> [Problems to solve]
A - Rewrite the paragraph of the Missy story that begins "One night, our neighbor's much-bigger dog" more briefly, keeping its main facts.
B - From the Missy story, write out the part that opens with the words containing "Mom wrapped her" and closes with "she was busted.".

> [Excerpt provided]
And this year’s Oscar goes to …
We had a dog when I was a kid named Missy, the greatest little terrier-traveling salesman mix ever born. She also was quite an actress.
One night, our neighbor’s much-bigger dog decided Missy would be his Scooby snack. He took what appeared to be a hunk out of her hip before she escaped. She crawled home, scratched the door, then collapsed, spent and bleeding.
Mom wrapped her quivering, whimpering body in a blanket, and she and Dad rushed to the vet, while three kids nervously paced.
When they returned an hour or so later, Mom carried the blanket, but no Missy. My heart stopped.
Then Missy bounced through door, wagging her little stub of a tail, walking in a C-shape, like she always did when she was busted.
The second they’d put her on the vet’s exam table, she had jumped up, magically healed, Mom said. The hunk out of her hip was a tiny cut.

> [Information shown]
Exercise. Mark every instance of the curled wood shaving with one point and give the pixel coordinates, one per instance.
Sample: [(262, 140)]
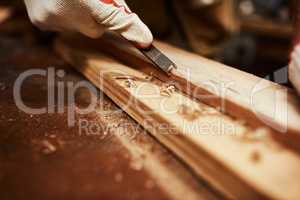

> [Solutions to each task]
A - One night the neighbor's far larger dog attacked Missy, apparently biting a chunk from her hip before she escaped. She crawled home, scratched the door, and collapsed, exhausted and bleeding.

B -
Mom wrapped her quivering, whimpering body in a blanket, and she and Dad rushed to the vet, while three kids nervously paced.
When they returned an hour or so later, Mom carried the blanket, but no Missy. My heart stopped.
Then Missy bounced through door, wagging her little stub of a tail, walking in a C-shape, like she always did when she was busted.